Capstone report

The progress of the student that explores four languages corpus using Natural Language Processing (NLP) is reported below. The data are loaded, cleaned and an exploratory statistical analysis is applied. For some calculations sampling helps to have a faster result. A technical report including the reproducible code can be obtained from github.

We observe the frequency of appearence of words and two/three word phrases, called ngrams. The most frequent ngrams of the english corpus are visualized. The main observation at this point is that in english, 2000-3000 words are enough to cover the 90% of the corpus. This will allow us to use a smaller set of words for our ngrams matrix, to improve the speed of the prediction.

Data statistics and methodology

The dataset is obtained from Amazon S3 url provided by the instructions, mirrored from the website http://www.corpora.heliohost.org which has the original source of the corpus, maintained by Hans Christensen.

* * * * * * *

- STATED PROBLEM 1 -
Reproduce a passage from the capstone report word for word, beginning at the words "Capstone report" and stopping after "obtained from github.".

Coordinate labeling data:
* * * * * * *

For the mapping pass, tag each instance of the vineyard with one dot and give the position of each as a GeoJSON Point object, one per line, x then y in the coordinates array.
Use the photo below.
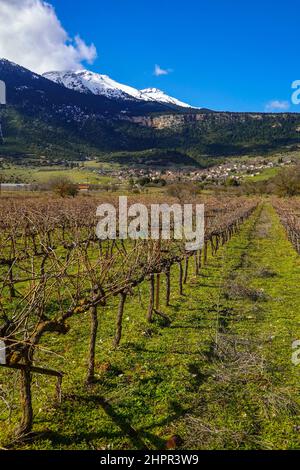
{"type": "Point", "coordinates": [78, 316]}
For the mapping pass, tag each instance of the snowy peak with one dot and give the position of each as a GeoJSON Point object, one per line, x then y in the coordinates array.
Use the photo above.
{"type": "Point", "coordinates": [85, 81]}
{"type": "Point", "coordinates": [154, 94]}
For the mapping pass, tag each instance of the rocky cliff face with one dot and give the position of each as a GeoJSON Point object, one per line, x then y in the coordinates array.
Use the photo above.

* * * * * * *

- STATED PROBLEM 2 -
State only how many lines of the records contain the string "each".

- TASK ANSWER 1 -
Capstone report

The progress of the student that explores four languages corpus using Natural Language Processing (NLP) is reported below. The data are loaded, cleaned and an exploratory statistical analysis is applied. For some calculations sampling helps to have a faster result. A technical report including the reproducible code can be obtained from github.

- TASK ANSWER 2 -
3